:: REQUIRED ACTION ::
Give back a single figure: the number of lines in the entries below that contain "hand".

::: DATA FOR REVIEW

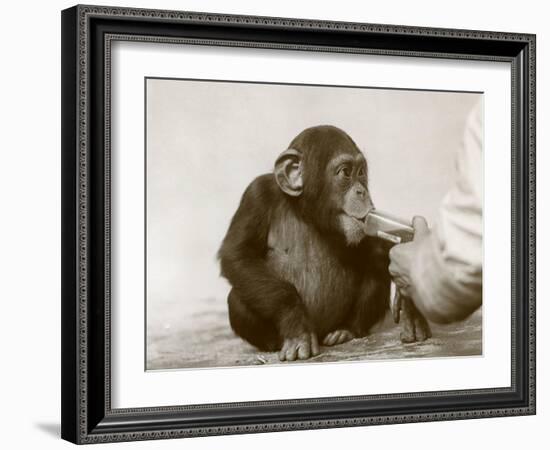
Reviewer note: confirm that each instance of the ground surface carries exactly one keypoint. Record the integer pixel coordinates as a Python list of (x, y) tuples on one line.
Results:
[(207, 341)]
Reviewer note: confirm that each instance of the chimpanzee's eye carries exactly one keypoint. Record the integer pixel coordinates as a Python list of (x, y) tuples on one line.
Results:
[(345, 172)]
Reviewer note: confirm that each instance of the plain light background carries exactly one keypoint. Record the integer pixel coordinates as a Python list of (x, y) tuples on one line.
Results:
[(196, 177), (30, 228)]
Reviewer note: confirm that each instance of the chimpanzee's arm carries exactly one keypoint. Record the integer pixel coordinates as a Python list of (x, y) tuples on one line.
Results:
[(374, 291), (243, 260)]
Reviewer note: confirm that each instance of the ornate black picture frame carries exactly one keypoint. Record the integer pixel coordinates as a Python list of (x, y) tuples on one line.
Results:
[(87, 34)]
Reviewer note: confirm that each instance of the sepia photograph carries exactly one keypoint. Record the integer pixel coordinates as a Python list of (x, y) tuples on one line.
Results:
[(293, 223)]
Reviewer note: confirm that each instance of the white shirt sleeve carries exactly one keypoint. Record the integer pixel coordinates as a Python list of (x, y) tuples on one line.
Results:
[(447, 271)]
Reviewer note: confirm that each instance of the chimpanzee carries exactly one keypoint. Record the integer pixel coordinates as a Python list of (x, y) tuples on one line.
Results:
[(301, 267)]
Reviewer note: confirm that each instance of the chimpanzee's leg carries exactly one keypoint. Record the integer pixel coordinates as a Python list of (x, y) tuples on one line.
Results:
[(250, 326)]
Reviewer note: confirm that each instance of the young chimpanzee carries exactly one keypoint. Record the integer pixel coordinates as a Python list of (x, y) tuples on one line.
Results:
[(301, 267)]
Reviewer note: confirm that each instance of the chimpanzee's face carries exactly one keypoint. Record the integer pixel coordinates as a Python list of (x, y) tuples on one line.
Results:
[(327, 174), (347, 176)]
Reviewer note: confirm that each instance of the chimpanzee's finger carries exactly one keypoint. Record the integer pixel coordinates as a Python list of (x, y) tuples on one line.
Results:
[(314, 345)]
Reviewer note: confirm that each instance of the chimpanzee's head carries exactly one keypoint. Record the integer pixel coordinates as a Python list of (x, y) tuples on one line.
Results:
[(327, 175)]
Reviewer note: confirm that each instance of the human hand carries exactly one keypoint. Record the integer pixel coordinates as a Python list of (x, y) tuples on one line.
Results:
[(402, 256)]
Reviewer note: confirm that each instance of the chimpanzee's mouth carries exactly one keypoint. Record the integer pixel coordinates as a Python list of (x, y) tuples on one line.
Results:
[(361, 220)]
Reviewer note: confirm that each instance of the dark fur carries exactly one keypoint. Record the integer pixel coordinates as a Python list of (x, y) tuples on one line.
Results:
[(288, 263)]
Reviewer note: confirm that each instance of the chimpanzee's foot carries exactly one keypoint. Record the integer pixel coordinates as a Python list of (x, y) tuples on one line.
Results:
[(338, 337), (415, 326), (301, 347)]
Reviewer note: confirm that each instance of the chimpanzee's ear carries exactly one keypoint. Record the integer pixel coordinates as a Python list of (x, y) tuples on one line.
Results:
[(288, 172)]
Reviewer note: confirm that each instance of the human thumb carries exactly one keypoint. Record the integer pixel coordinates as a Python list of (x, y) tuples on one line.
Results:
[(420, 227)]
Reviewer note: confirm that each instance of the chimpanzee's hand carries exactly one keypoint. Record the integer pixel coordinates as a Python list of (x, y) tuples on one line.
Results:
[(303, 346)]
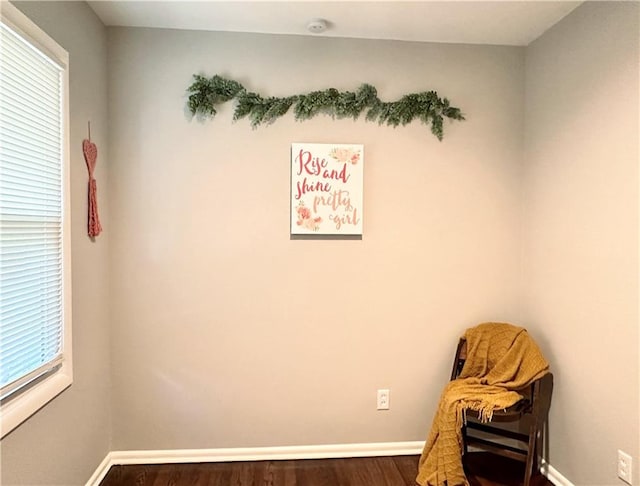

::::::

:: RESPONSE BOX ::
2